» **TASK GOAL**
After finding the line that contains "of the tall" in the material below, print that line and all subsequent lines exactly, up to and including the last.

» **DATA FOR THIS EXERCISE**
····················

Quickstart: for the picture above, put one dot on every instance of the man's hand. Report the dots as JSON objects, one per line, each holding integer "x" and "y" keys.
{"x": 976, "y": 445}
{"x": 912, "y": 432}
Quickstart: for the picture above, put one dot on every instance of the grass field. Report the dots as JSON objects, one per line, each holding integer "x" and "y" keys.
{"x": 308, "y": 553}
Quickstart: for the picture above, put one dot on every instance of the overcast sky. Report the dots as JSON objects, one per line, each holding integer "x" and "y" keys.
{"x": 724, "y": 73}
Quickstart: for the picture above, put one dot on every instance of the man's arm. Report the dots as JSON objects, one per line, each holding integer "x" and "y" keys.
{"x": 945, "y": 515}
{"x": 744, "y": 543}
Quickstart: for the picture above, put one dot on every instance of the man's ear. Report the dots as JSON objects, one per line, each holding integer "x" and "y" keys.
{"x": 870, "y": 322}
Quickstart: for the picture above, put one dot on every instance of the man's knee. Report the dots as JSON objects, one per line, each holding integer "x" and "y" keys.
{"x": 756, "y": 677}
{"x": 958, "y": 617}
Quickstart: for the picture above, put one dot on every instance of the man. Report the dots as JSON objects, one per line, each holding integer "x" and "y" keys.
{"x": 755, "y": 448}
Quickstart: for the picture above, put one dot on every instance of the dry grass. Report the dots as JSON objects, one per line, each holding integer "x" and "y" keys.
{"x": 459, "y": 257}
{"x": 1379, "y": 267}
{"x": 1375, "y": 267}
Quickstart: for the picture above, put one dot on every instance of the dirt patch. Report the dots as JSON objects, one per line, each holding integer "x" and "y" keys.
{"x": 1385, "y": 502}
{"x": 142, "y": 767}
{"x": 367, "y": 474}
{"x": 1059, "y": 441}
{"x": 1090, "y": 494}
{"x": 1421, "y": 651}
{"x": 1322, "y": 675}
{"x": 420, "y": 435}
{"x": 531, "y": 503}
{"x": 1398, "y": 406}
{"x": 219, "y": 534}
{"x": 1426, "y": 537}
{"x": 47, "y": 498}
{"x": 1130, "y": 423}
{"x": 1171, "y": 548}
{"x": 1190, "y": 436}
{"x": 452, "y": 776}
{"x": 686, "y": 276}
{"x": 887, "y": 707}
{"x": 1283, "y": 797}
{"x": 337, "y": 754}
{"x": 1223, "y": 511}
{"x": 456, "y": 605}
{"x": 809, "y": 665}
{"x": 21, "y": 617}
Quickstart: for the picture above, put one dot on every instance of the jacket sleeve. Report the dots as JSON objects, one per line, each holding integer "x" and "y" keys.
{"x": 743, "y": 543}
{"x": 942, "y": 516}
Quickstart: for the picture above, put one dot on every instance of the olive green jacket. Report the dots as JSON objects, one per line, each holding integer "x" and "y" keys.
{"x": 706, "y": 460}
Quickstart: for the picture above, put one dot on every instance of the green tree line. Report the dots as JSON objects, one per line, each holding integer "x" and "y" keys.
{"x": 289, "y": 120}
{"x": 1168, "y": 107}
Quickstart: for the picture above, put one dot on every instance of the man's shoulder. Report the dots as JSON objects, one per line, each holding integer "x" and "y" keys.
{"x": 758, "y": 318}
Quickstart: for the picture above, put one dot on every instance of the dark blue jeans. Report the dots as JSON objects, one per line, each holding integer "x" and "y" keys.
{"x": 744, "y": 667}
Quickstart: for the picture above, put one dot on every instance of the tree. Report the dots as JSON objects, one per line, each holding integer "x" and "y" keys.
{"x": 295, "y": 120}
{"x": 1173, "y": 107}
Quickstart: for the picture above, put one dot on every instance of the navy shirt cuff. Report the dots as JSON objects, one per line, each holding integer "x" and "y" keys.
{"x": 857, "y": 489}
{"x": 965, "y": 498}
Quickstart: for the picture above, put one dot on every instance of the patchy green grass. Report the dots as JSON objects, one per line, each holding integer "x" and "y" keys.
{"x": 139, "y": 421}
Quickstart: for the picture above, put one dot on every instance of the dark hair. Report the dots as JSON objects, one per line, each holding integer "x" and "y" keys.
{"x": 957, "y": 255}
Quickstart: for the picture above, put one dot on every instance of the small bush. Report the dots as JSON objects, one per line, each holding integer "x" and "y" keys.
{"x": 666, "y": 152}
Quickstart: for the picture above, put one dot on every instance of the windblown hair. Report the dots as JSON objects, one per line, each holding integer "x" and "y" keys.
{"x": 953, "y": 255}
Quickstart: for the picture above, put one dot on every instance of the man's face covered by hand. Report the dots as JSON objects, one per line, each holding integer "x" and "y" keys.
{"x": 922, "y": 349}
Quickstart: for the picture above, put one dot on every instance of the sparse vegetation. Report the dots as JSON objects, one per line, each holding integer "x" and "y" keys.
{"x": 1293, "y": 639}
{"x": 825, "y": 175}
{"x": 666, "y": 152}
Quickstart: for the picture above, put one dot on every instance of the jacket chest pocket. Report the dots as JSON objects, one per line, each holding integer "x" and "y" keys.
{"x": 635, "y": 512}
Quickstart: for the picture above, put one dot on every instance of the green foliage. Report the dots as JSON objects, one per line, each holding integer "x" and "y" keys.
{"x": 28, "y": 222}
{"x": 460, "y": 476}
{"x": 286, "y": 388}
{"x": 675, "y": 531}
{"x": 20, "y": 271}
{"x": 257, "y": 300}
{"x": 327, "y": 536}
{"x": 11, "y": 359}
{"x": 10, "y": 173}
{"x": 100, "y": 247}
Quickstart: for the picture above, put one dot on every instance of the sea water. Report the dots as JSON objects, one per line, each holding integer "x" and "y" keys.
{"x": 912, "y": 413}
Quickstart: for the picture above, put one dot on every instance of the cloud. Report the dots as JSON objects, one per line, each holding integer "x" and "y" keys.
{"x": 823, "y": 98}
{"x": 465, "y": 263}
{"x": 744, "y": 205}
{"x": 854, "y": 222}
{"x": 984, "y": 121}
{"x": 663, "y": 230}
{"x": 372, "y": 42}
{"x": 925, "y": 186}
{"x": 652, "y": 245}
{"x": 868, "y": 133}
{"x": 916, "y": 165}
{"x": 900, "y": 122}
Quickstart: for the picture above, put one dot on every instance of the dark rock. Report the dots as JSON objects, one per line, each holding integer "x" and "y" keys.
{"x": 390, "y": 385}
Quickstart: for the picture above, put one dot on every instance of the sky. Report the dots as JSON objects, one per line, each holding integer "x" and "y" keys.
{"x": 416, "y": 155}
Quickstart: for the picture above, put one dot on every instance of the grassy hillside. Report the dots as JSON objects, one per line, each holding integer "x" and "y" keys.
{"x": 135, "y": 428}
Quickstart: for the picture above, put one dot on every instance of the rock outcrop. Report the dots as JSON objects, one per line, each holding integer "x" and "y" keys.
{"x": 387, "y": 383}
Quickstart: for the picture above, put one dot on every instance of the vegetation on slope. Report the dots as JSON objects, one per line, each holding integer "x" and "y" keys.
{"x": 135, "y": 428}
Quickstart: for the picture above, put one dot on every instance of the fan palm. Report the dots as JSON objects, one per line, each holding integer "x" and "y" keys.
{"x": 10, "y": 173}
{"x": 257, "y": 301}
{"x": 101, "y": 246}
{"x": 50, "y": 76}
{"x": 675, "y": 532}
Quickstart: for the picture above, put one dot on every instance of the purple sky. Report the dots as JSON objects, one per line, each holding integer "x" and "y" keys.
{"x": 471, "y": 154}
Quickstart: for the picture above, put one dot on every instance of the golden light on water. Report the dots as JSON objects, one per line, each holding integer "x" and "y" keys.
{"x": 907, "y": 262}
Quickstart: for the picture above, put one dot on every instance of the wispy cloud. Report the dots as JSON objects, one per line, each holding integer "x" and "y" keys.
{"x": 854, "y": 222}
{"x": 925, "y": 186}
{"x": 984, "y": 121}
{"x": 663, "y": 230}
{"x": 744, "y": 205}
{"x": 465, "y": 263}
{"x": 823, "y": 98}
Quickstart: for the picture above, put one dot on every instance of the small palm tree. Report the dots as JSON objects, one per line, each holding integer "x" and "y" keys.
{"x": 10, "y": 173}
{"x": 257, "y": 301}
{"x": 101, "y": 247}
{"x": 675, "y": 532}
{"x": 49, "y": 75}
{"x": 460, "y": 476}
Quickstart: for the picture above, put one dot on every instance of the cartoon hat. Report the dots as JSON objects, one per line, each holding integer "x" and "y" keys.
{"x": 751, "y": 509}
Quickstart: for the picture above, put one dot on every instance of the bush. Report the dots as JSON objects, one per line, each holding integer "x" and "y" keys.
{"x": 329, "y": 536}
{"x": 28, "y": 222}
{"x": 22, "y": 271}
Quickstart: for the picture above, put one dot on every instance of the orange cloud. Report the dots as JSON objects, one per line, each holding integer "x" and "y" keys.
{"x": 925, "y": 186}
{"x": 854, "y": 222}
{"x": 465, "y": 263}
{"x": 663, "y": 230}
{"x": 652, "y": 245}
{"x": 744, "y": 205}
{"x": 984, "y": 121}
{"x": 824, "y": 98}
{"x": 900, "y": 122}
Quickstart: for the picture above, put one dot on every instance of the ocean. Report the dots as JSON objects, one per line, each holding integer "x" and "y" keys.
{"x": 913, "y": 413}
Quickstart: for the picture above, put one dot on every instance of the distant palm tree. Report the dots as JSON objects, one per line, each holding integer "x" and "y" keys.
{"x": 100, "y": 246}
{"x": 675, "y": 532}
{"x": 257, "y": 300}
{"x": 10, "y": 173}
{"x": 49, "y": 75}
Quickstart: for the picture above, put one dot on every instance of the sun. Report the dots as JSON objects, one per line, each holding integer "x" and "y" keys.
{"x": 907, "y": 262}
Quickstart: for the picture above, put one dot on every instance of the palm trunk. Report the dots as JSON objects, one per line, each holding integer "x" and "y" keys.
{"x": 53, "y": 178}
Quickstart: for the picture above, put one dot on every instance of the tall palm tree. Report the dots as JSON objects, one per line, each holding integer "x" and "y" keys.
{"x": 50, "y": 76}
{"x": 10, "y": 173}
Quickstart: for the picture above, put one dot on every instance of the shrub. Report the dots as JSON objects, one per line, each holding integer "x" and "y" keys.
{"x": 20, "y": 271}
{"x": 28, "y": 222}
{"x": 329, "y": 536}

····················

» **EXERCISE OUTPUT**
Quickstart: for the picture above, put one dot on every instance of the tall palm tree. Report the dots as JSON objects, one per line, each holding integer "x" and "y" keys.
{"x": 50, "y": 76}
{"x": 10, "y": 173}
Quickstart: for the picture above, put one dot on every instance of the shrub. Report the dots as JSON objects, one per line, each holding integer "x" and "y" keys.
{"x": 20, "y": 271}
{"x": 28, "y": 222}
{"x": 329, "y": 536}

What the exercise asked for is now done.